━━ Working data ━━

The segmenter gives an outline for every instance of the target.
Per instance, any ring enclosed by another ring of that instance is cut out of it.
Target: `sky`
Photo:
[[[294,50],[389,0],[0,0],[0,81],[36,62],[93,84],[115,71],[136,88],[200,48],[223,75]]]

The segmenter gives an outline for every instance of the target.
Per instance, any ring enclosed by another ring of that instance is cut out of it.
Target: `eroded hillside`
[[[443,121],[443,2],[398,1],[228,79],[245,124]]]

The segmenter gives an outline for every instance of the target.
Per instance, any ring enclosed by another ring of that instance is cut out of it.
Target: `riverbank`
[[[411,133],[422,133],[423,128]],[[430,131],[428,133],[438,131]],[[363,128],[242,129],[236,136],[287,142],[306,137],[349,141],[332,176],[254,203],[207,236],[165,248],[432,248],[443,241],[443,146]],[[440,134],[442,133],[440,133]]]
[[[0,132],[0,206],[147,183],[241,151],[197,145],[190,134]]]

━━━

Exercise aim:
Rewrite every entry above with each occurrence of "outline" replaced by "polygon" and all other text left unchanged.

Answer to the task:
The segmenter gives an polygon for every instance of the target.
Per instance, any ring enclosed by another ring of that instance is cut out of it.
Target: `sky`
Photo:
[[[294,50],[389,0],[0,0],[0,81],[36,62],[93,84],[115,71],[136,88],[200,48],[223,75]]]

The segmenter gives an polygon for every instance of the target.
Per instance, any ring enclosed by another ring of that instance is cut out of it.
Target: `eroded hillside`
[[[443,121],[443,2],[398,1],[228,79],[245,124]]]

The segmenter gives an polygon for every instance of the target.
Per instance, any ring enclosed by another ring of that instance is cut out of it.
Target: `riverbank`
[[[411,133],[422,133],[423,128]],[[430,131],[428,133],[438,131]],[[363,128],[242,129],[236,136],[287,142],[306,137],[349,141],[332,176],[254,203],[207,236],[165,248],[432,248],[443,241],[443,146]],[[440,134],[442,133],[440,133]]]
[[[0,132],[0,206],[147,183],[241,151],[197,145],[190,134]]]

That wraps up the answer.